### TEXT PROVIDED
Robert Shahnazarian Jr, president of Feudal Records, enjoys his work, but only after holding nearly every job in the music industry he didn’t want.
Interview
Shahnazarian’s trek being president of Feudal Records, an indie music label based in Los Angeles, wasn’t a straight shot. He grew up in Palm Springs with music wafting through the home—a strange mix of Elvis, Pavarotti and Neil Diamond. Such disparate mixes have been known to drive a man insane. But Shahnazarian laughs in the face of danger; he boldly tossed the Saturday Night Fever soundtrack into the mix, and then added Queen’s soundtrack for the 1980 feature adaptation of the serial classic, Flash Gordon, just for kicks. Ba-da-da-da-da-da-da—Flash! A-ah! Savior of the Universe!

### DATA EXCERPTS

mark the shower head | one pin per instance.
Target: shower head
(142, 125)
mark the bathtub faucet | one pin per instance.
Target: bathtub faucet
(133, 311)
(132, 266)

### THINGS TO DO
1. Summarize the text on Robert Shahnazarian Jr in two sentences.
2. List every artist and soundtrack that the text on Robert Shahnazarian Jr names as part of the music mix from his home.
The items are separate material from the text.

### SOLUTIONS FOR EACH TASK
1. Robert Shahnazarian Jr is president of Feudal Records, an indie music label based in Los Angeles, and he enjoys his work after holding nearly every music-industry job he didn't want. He grew up in Palm Springs with a mix of Elvis, Pavarotti and Neil Diamond playing in the home, and he added the Saturday Night Fever soundtrack and Queen's Flash Gordon soundtrack to that mix.

2.
- Elvis
- Pavarotti
- Neil Diamond
- The Saturday Night Fever soundtrack
- Queen's soundtrack for Flash Gordon